Sunday, March 15, 2026

Babel or Zion: Two Ways Humanity Tries to Reach Heaven

Brothers and sisters, one of the great patterns in scripture is the contrast between two kinds of societies. One tries to reach heaven through human power. The other becomes prepared so that heaven can receive it.
These two patterns are represented in scripture by Babel and Zion.
The story begins in Genesis 11.
The Beginning of Babel
After the Flood, humanity was united. The scripture tells us:
“The whole earth was of one language, and of one speech.”
Unity, by itself, is not a problem. In fact, unity can be a great blessing. But what mattered was what spirit governed that unity.
The people said:
“Let us make brick… let us build us a city and a tower… and let us make us a name.”
Their goal was clear: they wanted security, identity, and permanence. They feared being scattered across the earth.
So they began building the Tower of Babel.
Then the Lord said something very revealing:
“Behold, the people is one… and this they begin to do.” (Genesis 11:6)
This phrase is important. The Lord was not concerned about the height of a building. What He saw was the beginning of something much larger.

* **Directions**: Reproduce word for word the section of the Babel and Zion piece that opens with the words containing "Sunday, March 15, 2026" and closes with "can receive it.".

* **Supplied records**:
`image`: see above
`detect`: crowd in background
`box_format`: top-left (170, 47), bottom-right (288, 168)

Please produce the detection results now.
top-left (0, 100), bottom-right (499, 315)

* **Response to this task**:
Sunday, March 15, 2026

Babel or Zion: Two Ways Humanity Tries to Reach Heaven

Brothers and sisters, one of the great patterns in scripture is the contrast between two kinds of societies. One tries to reach heaven through human power. The other becomes prepared so that heaven can receive it.